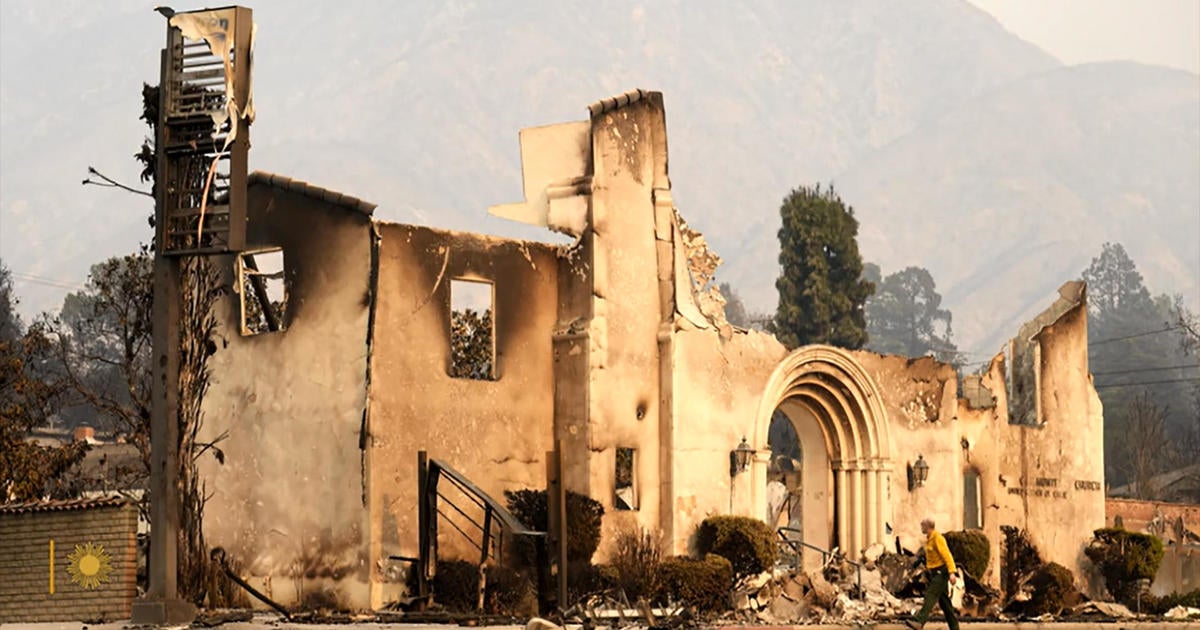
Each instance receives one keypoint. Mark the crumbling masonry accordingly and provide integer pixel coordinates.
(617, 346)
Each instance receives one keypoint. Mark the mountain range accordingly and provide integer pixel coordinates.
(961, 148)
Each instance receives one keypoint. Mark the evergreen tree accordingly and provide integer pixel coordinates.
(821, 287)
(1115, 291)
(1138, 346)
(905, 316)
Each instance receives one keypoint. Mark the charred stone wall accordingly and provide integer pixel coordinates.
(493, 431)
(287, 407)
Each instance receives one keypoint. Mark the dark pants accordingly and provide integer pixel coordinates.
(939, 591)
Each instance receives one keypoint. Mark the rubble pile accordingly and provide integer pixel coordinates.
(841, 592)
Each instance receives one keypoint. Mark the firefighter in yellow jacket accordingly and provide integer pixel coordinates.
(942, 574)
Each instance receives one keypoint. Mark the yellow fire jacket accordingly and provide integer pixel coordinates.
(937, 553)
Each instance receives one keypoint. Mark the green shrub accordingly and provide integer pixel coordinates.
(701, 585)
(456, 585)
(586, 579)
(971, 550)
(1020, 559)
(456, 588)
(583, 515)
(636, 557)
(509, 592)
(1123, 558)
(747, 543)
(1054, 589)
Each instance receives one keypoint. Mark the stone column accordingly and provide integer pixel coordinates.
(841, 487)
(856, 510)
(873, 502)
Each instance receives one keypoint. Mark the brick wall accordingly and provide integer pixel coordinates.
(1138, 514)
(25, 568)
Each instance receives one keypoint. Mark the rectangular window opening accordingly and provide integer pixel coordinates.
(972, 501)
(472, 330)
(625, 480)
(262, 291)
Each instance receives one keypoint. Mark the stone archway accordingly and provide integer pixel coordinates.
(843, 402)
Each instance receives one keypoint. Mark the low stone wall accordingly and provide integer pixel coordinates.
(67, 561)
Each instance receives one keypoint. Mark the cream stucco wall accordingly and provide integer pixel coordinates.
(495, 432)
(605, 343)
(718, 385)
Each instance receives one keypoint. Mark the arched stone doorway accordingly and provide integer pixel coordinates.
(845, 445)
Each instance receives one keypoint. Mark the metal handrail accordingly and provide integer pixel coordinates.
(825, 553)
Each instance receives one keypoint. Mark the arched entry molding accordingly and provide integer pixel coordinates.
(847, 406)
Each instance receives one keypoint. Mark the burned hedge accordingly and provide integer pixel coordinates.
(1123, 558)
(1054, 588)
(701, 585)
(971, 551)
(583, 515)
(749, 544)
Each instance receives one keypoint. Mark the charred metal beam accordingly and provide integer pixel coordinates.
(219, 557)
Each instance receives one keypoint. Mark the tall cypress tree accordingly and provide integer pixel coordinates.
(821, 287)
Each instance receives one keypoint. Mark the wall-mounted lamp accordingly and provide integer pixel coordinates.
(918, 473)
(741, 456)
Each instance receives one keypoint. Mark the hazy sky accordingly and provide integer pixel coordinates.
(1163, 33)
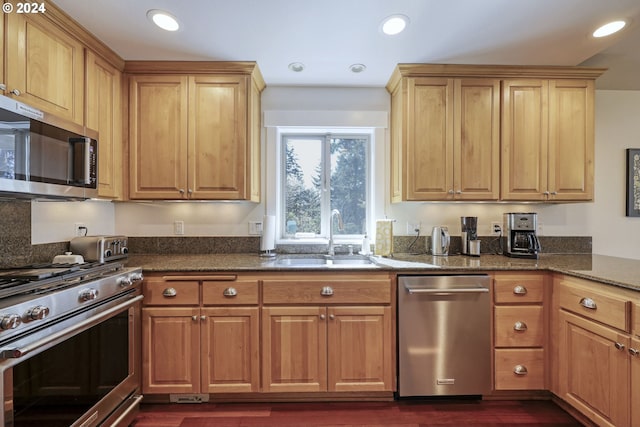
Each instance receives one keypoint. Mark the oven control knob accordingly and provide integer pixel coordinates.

(EXERCISE REQUIREMENTS): Please print exactly the lines running from the line with "Each instance receives one keypoint. Mark the green" through the final line of the material, and nothing more. Keep pictures out.

(COMPLETED TASK):
Each instance receives one keypoint. Mark the green shrub accordingly and provide integer pixel coordinates.
(701, 585)
(456, 585)
(586, 579)
(971, 550)
(1020, 559)
(456, 588)
(583, 515)
(636, 557)
(509, 592)
(1123, 558)
(747, 543)
(1054, 589)
Each instance receives one keypoint. Mark the stone column accordingly and provide integer pixel coordinates.
(841, 487)
(856, 510)
(873, 502)
Each instance receives one keypoint. Mark the brick wall accordingly and provide integer pixel coordinates.
(1138, 514)
(25, 568)
Each instance receives one keypoint. Mark the rectangular window opening accordingly and provide integer pixel coordinates.
(972, 501)
(472, 330)
(625, 480)
(262, 291)
Each instance receives one keypoint. Mark the stone archway accordingly and provide integer pixel coordinates.
(843, 402)
Each instance receives one keypoint. Mark the low stone wall accordingly and provide integer pixel coordinates.
(67, 561)
Each instance receives one keypoint. Mark the cream stucco wall accordingly and provide integer pixel coordinates.
(495, 432)
(605, 343)
(718, 385)
Each instance receives one keypoint. Mark the arched stone doorway accordingly and provide integer pixel coordinates.
(845, 445)
Each instance receives one keypoint. Mark the metal handrail accordingly and provide integer pixel coordinates.
(825, 553)
Each instance receives one keypoint. Mark the arched entry molding accordingly and provide integer pixel coordinates.
(847, 406)
Each instance receives one keypoint. Mark the burned hedge accordingly and provide integer pixel coordinates.
(1123, 558)
(1054, 588)
(701, 585)
(971, 551)
(583, 515)
(749, 544)
Each instance receives one keypoint. Mark the charred metal beam accordingly and provide integer pixel coordinates.
(219, 557)
Each instance receives one keypoint. Mark the tall cypress tree accordingly and provide integer pixel coordinates.
(821, 287)
Each instance receives one keypoint. Mark the wall-mounted lamp accordingly and provide integer pixel coordinates.
(918, 473)
(741, 456)
Each instance receives one keypoint. Mark the hazy sky accordingly and provide integer pixel coordinates.
(1163, 33)
Each instance receives one keypoint. Mark the oven control knob accordingly and provide integer pixel coordinates.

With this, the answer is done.